* begin *

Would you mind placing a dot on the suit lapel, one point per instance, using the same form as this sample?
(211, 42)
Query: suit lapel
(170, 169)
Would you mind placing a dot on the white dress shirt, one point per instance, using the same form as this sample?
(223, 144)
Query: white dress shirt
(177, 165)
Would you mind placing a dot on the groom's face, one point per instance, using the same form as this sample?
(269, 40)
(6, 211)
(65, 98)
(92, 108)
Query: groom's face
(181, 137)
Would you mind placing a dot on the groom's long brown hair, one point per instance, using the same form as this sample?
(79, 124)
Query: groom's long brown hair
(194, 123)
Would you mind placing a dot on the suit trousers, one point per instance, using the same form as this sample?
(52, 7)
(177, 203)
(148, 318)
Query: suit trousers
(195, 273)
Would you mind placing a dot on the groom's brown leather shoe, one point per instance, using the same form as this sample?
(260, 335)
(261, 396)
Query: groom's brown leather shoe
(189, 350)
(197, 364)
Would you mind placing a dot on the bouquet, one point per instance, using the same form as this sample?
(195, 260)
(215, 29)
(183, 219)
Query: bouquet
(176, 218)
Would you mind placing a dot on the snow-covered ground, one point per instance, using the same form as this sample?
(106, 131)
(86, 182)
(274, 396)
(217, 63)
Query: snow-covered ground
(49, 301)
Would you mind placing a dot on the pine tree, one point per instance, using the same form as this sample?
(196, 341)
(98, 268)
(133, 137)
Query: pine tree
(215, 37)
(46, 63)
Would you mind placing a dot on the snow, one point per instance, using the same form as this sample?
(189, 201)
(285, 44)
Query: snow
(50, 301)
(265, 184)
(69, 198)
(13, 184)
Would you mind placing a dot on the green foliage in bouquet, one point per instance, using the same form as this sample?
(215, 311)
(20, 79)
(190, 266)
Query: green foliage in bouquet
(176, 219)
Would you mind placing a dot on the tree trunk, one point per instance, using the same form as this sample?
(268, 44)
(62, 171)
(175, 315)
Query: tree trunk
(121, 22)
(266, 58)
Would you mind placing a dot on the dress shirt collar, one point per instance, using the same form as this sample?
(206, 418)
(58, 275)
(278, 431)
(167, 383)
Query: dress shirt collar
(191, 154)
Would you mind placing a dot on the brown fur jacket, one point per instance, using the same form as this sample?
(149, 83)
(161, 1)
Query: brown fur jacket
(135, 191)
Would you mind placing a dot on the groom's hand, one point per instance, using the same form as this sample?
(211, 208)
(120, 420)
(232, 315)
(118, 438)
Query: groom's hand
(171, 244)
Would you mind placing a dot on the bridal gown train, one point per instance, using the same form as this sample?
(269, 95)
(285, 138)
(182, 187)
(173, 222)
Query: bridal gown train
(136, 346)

* end *

> **DIRECTIVE**
Copy each entry exactly, with nothing added or dropped.

> **TASK OUTPUT**
Would you mind placing a dot on the suit lapel, one point per instance, using the same form as this sample?
(211, 42)
Query: suit lapel
(170, 169)
Would you mind placing a dot on the white dress shirt, one point per instance, using the same form as this sample?
(223, 144)
Query: white dress shirt
(177, 165)
Would you mind placing a dot on the groom's face, one point per instance, using the same form as this sample?
(269, 40)
(6, 211)
(65, 98)
(92, 108)
Query: groom's face
(181, 137)
Would you mind placing a dot on the groom's long brown hair, one point per instance, using the same form as this sample?
(79, 124)
Query: groom's long brown hair
(194, 123)
Would you mind placing a dot on the suit trousers, one point per instance, using the same form as this sample?
(52, 7)
(177, 203)
(148, 318)
Query: suit trousers
(195, 273)
Would you mind placing a dot on the groom's brown leather shoe, one point per instance, using the same form as this sample?
(260, 335)
(261, 396)
Query: groom's brown leather shoe
(189, 350)
(197, 364)
Would you mind placing a dot on the bouquet, one point per instance, using the same form as this sample?
(195, 260)
(215, 29)
(183, 219)
Query: bouquet
(176, 218)
Would you mind placing a dot on the snow-covered ground, one point per instance, using the same form as this sample?
(106, 131)
(86, 182)
(274, 396)
(217, 63)
Query: snow-covered ground
(49, 301)
Would you mind placing a dot on the pine tree, one point per instance, using the same form as this sample?
(196, 341)
(98, 268)
(133, 137)
Query: pine tree
(215, 37)
(46, 63)
Would you mind placing a dot on the snow, one point per instance, using the same form as this sample?
(189, 201)
(285, 44)
Query: snow
(50, 301)
(265, 184)
(69, 198)
(13, 184)
Would you mind placing a dot on the green foliage in bouquet, one point per instance, using the same form as this sample?
(215, 311)
(20, 79)
(190, 266)
Query: green foliage in bouquet
(176, 219)
Would you mind placing a dot on the tree trunk, one point per instance, using the same form as this sample?
(268, 44)
(62, 171)
(175, 315)
Query: tree trunk
(121, 22)
(266, 58)
Would you mind placing a dot on the dress shirt collar, one point per instance, using the same form as this sample?
(206, 418)
(58, 275)
(278, 431)
(167, 383)
Query: dress shirt collar
(191, 154)
Would you mind placing a dot on the brown fur jacket, one point per instance, using the same form as this sample?
(149, 83)
(161, 1)
Query: brown fur jacket
(135, 191)
Would you mind placing a dot on the groom's hand, one point per instance, using the same form as this sample?
(211, 208)
(120, 420)
(232, 315)
(118, 438)
Query: groom's hand
(171, 244)
Would you mind placing a dot on the bridal gown train, one point per instance, using the same form as this sample?
(269, 95)
(285, 138)
(182, 187)
(173, 222)
Query: bridal gown train
(136, 346)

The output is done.